■ **RECORD LIST**
# # # # # # #

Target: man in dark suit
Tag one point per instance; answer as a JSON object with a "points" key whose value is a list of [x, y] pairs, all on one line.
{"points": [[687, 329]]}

# # # # # # #

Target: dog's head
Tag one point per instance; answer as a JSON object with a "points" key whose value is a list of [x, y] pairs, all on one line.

# # # # # # #

■ **TASK TO COMPLETE**
Extract each line of the entries above that contains the word "Target", copying every such line in full.

■ **OUTPUT OF THE TASK**
Target: man in dark suit
Target: dog's head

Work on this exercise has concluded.